→ Segmentation dataset excerpts:
▬▬▬▬▬▬▬▬▬▬

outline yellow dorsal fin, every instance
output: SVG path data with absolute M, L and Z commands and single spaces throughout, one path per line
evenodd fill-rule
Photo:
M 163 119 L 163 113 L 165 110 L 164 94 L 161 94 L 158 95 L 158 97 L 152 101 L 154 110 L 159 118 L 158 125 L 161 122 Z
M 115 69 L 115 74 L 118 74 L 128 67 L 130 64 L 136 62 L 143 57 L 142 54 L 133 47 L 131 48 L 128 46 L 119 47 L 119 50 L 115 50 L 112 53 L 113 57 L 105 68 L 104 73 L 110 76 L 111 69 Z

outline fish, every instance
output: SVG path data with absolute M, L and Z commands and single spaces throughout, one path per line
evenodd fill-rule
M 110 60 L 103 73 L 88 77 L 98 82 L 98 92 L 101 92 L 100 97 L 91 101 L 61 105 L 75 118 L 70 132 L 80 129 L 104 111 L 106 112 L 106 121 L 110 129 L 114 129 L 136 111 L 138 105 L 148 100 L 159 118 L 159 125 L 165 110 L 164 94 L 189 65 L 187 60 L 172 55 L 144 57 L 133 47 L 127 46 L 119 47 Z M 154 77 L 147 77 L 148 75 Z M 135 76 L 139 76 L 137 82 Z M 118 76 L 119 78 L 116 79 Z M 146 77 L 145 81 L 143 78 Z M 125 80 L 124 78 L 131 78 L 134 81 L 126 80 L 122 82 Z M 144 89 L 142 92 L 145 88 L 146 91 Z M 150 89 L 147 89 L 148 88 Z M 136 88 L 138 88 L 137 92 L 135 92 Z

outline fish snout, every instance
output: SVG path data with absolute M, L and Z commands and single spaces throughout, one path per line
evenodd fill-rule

▬▬▬▬▬▬▬▬▬▬

→ Goal of the exercise: Reproduce every line of the material above verbatim, with nothing changed.

→ Task output:
outline yellow dorsal fin, every instance
output: SVG path data with absolute M, L and Z commands and single spaces throughout, one path per line
evenodd fill-rule
Photo:
M 163 119 L 163 113 L 165 110 L 164 94 L 161 94 L 158 95 L 158 97 L 152 101 L 154 110 L 159 118 L 158 125 L 161 122 Z
M 115 69 L 115 74 L 118 74 L 128 67 L 130 64 L 136 62 L 143 57 L 142 54 L 133 47 L 131 48 L 128 46 L 119 47 L 119 50 L 115 50 L 112 53 L 113 57 L 105 68 L 104 73 L 110 76 L 111 69 Z

outline fish, every instance
output: SVG path data with absolute M, L and Z commands and single spaces throughout, one path per line
evenodd fill-rule
M 110 60 L 103 73 L 88 77 L 98 82 L 98 92 L 101 92 L 100 97 L 91 101 L 61 105 L 75 118 L 70 132 L 80 129 L 104 111 L 106 112 L 106 121 L 110 129 L 114 129 L 136 111 L 138 105 L 148 100 L 159 118 L 159 125 L 165 110 L 164 94 L 189 65 L 187 60 L 172 55 L 144 57 L 133 47 L 127 46 L 119 47 Z M 154 77 L 147 77 L 148 75 Z M 135 76 L 139 76 L 137 82 Z M 118 76 L 119 78 L 116 79 Z M 146 77 L 145 81 L 143 78 Z M 125 80 L 124 78 L 131 78 L 134 81 L 126 80 L 122 82 Z M 144 89 L 142 92 L 145 88 L 146 91 Z M 150 89 L 147 89 L 148 88 Z M 136 88 L 138 88 L 137 92 L 135 92 Z

outline fish snout, every instance
output: SVG path data with absolute M, L and Z commands and single spaces throughout, one path per line
evenodd fill-rule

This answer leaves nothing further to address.